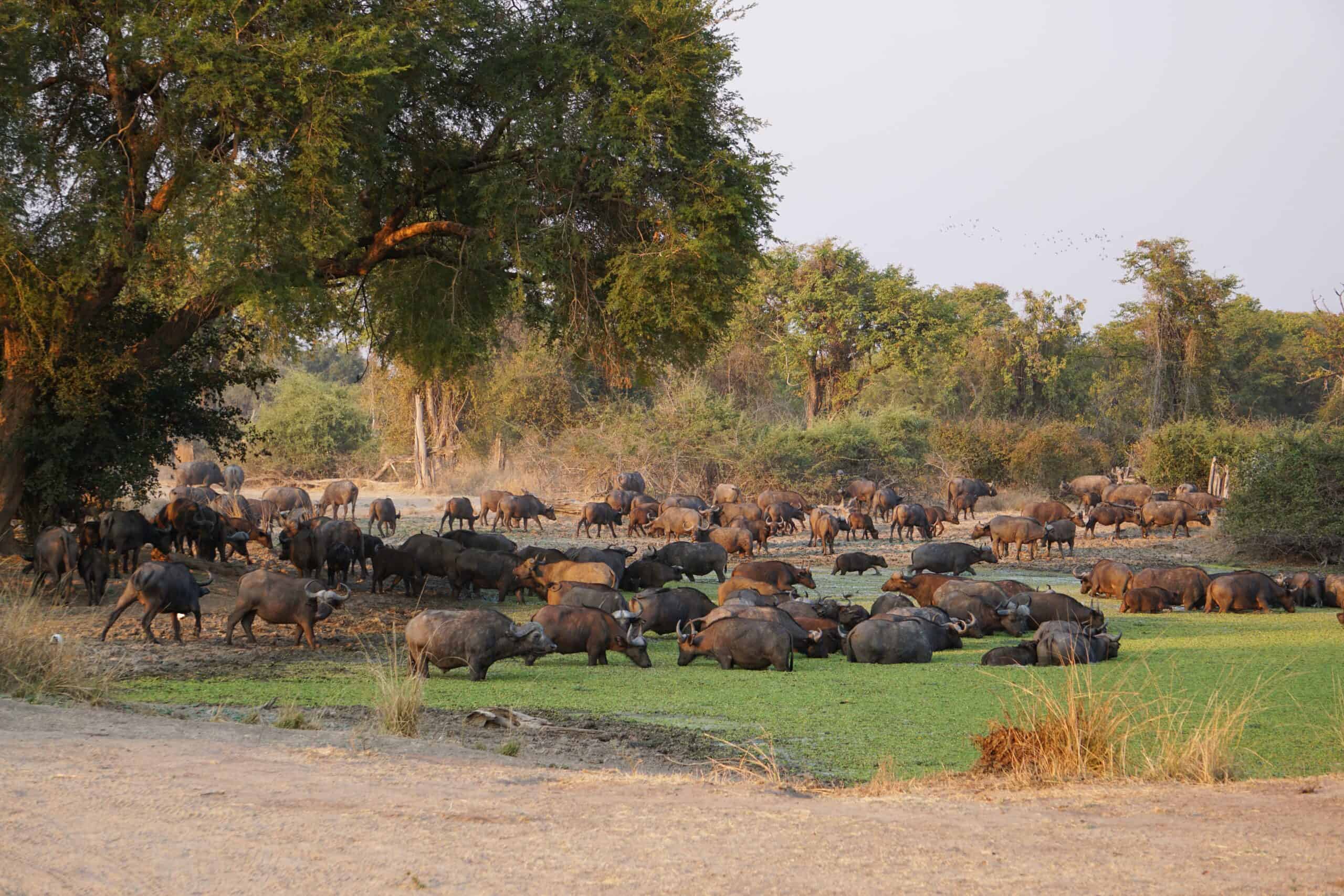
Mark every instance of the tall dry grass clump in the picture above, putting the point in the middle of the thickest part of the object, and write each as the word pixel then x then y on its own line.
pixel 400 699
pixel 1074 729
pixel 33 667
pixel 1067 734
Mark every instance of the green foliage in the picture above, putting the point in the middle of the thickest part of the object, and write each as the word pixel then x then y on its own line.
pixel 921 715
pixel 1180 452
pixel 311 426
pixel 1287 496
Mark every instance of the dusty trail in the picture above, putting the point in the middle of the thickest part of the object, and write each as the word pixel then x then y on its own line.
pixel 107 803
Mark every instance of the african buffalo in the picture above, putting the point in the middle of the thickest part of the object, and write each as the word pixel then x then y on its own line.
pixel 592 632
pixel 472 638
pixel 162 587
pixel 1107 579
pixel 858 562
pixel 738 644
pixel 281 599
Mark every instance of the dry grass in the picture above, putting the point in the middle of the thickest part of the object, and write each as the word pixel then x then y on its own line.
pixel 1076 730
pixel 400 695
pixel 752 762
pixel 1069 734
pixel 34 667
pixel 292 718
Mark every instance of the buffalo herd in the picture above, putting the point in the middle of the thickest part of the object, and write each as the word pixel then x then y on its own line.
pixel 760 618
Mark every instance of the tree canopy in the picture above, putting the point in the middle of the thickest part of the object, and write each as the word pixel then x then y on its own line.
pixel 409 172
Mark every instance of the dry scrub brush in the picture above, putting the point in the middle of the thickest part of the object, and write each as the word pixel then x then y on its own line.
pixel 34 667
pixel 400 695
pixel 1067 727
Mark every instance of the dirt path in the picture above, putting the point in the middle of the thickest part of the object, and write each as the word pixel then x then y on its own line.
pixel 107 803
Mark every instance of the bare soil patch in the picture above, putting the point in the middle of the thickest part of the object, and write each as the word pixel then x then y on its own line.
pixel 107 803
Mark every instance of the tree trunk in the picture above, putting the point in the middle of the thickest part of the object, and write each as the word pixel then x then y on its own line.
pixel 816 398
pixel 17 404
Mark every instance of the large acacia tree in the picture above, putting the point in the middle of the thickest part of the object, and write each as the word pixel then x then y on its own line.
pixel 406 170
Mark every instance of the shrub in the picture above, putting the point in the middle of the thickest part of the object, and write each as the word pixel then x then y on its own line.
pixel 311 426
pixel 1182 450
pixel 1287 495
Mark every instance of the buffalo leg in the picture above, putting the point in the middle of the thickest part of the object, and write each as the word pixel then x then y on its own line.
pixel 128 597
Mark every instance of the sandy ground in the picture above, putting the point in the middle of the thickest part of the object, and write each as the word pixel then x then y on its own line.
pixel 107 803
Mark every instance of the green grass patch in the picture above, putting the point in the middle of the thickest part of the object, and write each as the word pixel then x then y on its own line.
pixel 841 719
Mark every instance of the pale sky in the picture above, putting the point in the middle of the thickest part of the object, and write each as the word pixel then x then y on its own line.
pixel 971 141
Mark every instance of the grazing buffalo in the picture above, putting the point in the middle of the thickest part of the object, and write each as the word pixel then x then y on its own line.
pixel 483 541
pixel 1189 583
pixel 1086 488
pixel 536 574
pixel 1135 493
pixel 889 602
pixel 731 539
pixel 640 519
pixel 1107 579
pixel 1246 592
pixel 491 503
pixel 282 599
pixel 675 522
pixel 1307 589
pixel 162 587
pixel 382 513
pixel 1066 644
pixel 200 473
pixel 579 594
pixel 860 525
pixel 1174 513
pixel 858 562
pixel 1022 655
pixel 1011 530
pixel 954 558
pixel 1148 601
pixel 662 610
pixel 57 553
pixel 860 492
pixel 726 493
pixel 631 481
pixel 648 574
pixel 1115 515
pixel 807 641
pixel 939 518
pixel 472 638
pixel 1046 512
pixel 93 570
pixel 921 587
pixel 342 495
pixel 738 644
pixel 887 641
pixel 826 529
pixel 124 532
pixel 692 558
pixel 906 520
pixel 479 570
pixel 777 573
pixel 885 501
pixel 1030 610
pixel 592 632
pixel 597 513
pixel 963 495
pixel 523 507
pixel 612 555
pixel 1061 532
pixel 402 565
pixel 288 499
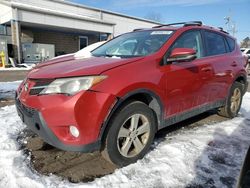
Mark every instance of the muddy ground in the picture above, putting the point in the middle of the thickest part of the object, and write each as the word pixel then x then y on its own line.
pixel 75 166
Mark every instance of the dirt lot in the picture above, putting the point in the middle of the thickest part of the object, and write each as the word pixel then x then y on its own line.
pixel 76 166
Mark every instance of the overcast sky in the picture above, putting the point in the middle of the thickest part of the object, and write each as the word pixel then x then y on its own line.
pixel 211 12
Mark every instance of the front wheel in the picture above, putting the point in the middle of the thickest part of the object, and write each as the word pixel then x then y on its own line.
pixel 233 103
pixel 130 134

##########

Exercise prompt: Transcribe the preceding listing in its entirety and with exact wording, leaving out pictures.

Completed exercise:
Mark every instance of the tall dry grass clump in the picture above, putting the point in the middle of the thickest part of the object, and write each as the word pixel then x then y on its own line.
pixel 400 699
pixel 1074 729
pixel 33 667
pixel 1067 734
Mark every instance of the green foliage in the picture above, putting the point in the middle of the thickest part of the object, and write each as the word pixel then x then y on its own line.
pixel 921 715
pixel 1180 452
pixel 311 426
pixel 1287 496
Mark every instance of the dusty trail in the picture above, putting the point in the middle of the thickest part of the object, and write each as the word pixel then x then y on its own line.
pixel 107 803
Mark every instance of the african buffalo in the picture above, putting the point in the middle of the thickest part of the object, and write each as the word pixel then x then y on its own line.
pixel 592 632
pixel 472 638
pixel 162 587
pixel 1107 579
pixel 858 562
pixel 738 644
pixel 281 599
Mark every instance of the dry grass in the picture above, putting the point in the middle of the thickest part of the object, and write each as the word pixel then x then y on its own line.
pixel 1076 730
pixel 400 695
pixel 752 762
pixel 1069 734
pixel 34 667
pixel 292 718
Mark every instance of the buffalo herd in the picture above, putting the point in the middle of the thickest part of the object, and write each as the word pixel then x then y on its own line.
pixel 760 618
Mark every instance of the tree canopy in the picture above, putting the point in the middle of the thickest part of the object, and write each as the word pixel then x then y on its own line.
pixel 409 172
Mark every instance of the dry scrub brush in the picture above, putting the point in the middle of the thickest part of the object, and write each as the word pixel then x then y on its own line.
pixel 34 667
pixel 400 695
pixel 1067 727
Mark every instance of the dirt path in the picture above, putting the point in the middle of the thickest part of the object, and write each as the word pixel then x then y on its own line.
pixel 107 803
Mark every instance of the bare soil patch in the picture above, putting the point in the middle of the thickest part of the object, and write each as the word pixel then x then y on its own line.
pixel 107 803
Mark every instance of the tree trunk in the picture above, putting the point in the middle of the thickest part of the object, and write each as the word pixel then x then y on its own line.
pixel 816 398
pixel 17 404
Mark every instance of the large acacia tree in the picture above, putting the point in the middle of the thickest part of the object, and write each as the word pixel then x then y on its own line.
pixel 406 170
Mark every instance of the shrub in the picture above, putting the point in the middle of the thickest part of the object, and write each as the word pixel then x then y on its own line.
pixel 311 426
pixel 1182 450
pixel 1287 495
Mark every instance of the buffalo leg in the picture above, putting the point in the middle of the thickest part of the object, and write each as the word pixel then x then y on its own line.
pixel 128 597
Mark every instance of the sandy ground in the picture above, putting the point in the middle of the thickest part of the object, and write each as the word pixel then x then y on its own line.
pixel 107 803
Mark every instance of the green grass patch in the picture above, putting the point in the middle of the thickest part of the object, and write each as the word pixel then x then y on its own line.
pixel 841 719
Mark every instance of the pale sky in the picture above, putting the point in the middle of the thickest part of the object, and write each as the word pixel then x then y on its own line.
pixel 971 141
Mark every instance of the grazing buffalo in the picture above, putting the point in the middle of the thickest part of the object, and write each as the word pixel then x then y on its own line.
pixel 483 541
pixel 1189 583
pixel 1086 488
pixel 536 574
pixel 1135 493
pixel 889 602
pixel 731 539
pixel 640 519
pixel 1107 579
pixel 1246 592
pixel 491 503
pixel 282 599
pixel 675 522
pixel 1307 589
pixel 162 587
pixel 382 513
pixel 1066 644
pixel 200 473
pixel 579 594
pixel 860 525
pixel 1174 513
pixel 858 562
pixel 1022 655
pixel 1011 530
pixel 954 558
pixel 1148 601
pixel 662 610
pixel 57 553
pixel 860 492
pixel 726 493
pixel 631 481
pixel 648 574
pixel 1115 515
pixel 807 641
pixel 939 518
pixel 472 638
pixel 1046 512
pixel 93 570
pixel 921 587
pixel 342 495
pixel 738 644
pixel 887 641
pixel 826 529
pixel 124 532
pixel 692 558
pixel 906 520
pixel 479 570
pixel 777 573
pixel 885 501
pixel 1030 610
pixel 592 632
pixel 597 513
pixel 963 495
pixel 523 507
pixel 612 555
pixel 1061 532
pixel 402 565
pixel 288 499
Mark every instance of the muddy ground in the picture above, putting the point in the middle of the thickest part of the object, and write each as the word pixel then x then y on its own line.
pixel 75 166
Mark every instance of the dirt lot in the picture above, putting the point in the middle of the thickest part of the object, and write each as the word pixel then x then y on its own line.
pixel 76 166
Mark every instance of the overcast sky in the picture above, putting the point in the middle of the thickest part of the object, and write each as the word pixel then x then y on its own line.
pixel 211 12
Mark every instance of the front wheel in the picture above, putting the point in the middle of the thickest part of the object, and write each as the word pixel then x then y on its own line.
pixel 233 103
pixel 130 134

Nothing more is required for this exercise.